Copy every one of the records below word for word, and leave the pictures out of your copy.

> Material for this task:
◆ ◆ ◆ ◆
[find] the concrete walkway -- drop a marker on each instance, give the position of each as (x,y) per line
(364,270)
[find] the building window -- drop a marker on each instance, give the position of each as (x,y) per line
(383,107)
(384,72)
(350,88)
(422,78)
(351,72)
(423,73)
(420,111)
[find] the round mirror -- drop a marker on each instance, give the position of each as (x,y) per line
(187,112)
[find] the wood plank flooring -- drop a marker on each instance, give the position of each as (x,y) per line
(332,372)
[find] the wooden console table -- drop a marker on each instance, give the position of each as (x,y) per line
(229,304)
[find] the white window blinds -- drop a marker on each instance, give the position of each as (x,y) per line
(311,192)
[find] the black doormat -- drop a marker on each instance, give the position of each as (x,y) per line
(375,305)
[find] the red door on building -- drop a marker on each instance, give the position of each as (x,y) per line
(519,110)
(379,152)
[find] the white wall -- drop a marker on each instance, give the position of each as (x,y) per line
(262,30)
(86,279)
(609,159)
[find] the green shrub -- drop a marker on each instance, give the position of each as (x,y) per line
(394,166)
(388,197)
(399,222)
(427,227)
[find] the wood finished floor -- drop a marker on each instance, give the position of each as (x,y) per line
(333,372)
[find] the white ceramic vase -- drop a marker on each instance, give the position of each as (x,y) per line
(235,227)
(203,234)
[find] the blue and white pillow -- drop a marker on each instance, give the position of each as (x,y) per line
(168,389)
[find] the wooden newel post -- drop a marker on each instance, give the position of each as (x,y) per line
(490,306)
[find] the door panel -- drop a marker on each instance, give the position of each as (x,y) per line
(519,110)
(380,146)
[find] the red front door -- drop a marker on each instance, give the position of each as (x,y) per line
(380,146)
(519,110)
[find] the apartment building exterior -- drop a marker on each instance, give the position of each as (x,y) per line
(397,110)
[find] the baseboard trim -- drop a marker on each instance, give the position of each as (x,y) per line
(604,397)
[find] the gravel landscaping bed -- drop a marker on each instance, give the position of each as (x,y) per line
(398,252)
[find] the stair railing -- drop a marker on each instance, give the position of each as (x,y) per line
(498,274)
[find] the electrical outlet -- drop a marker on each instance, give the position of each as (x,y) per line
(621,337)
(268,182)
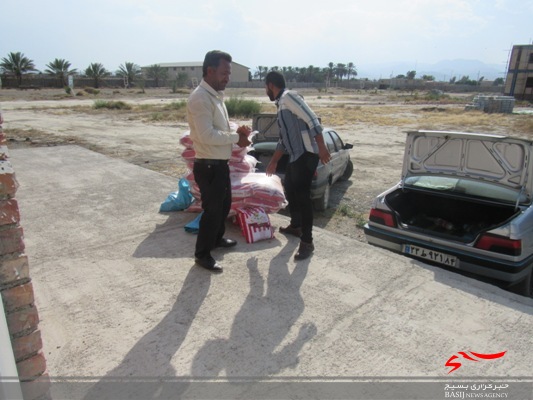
◆ ◆ ◆ ◆
> Worked answer:
[find] the concrete walkway -- drop a marker on each instance, give the position of each as (x,y) per line
(364,270)
[find] the building window -- drop a marker on each instance, give the position of each as (x,y) per line
(383,107)
(384,72)
(350,88)
(422,78)
(351,72)
(423,73)
(420,111)
[find] the round mirror -- drop a marker on each instance, give the position of each as (x,y) per line
(187,112)
[find] the wood plank flooring -- drop a marker on each instance, give the position of each as (x,y) per line
(332,372)
[find] the wooden console table -- drop a marker on each instance, give the position of each as (x,y) per line
(229,304)
[find] the white window blinds -- drop a marker on each instance, give the position of each as (x,y) per line
(311,192)
[find] the black doormat -- drop a marker on each instance, give the position of each as (x,y) per line
(375,305)
[find] the red door on building -- drop a marker on each instance, give the position of each as (x,y) per line
(519,110)
(379,152)
[find] the white wall -- drop a marker on each instance, give the position of each as (x,y) per line
(262,30)
(86,279)
(609,159)
[find] the green shrub -- drop a marker on each instance, give the position of each as (x,y) per line
(394,166)
(388,197)
(399,222)
(427,227)
[find] the wood finished floor -- drop a marker on each instance, give the position of each as (x,y) per line
(333,372)
[find] the white ceramic vase -- drop a marker on each instance, give the position of each as (x,y) per line
(235,227)
(203,234)
[find] the blue and white pillow -- drop a marker on each instance, give the position of each as (x,y) per line
(168,389)
[find] the wooden newel post -- drop a marker on each instance, give the position of each as (x,y) per line
(490,306)
[find] the door panel -- drop a marker on each instance, give the position of each as (x,y) per line
(519,110)
(380,146)
[find] the red front door -- drop a marker on each instance, give the position of each as (x,y) per line
(380,146)
(519,110)
[find] the apartment building exterior -- drop a marker on each instance, give the position of each as (x,y) per line
(397,110)
[find] the baseboard trim -- drop a marker on each instance, give the position of each as (x,y) per line
(604,397)
[find] the gravel landscaping bed -- drop a marker on each instance, give the position of each as (x,y) per line
(398,252)
[find] the stair railing -- drop a marker on each instance, give the position of each as (x,y) per line
(498,274)
[find] the electrical outlet -- drop a marker on each instance, give the position of each as (x,y) per line
(621,337)
(268,182)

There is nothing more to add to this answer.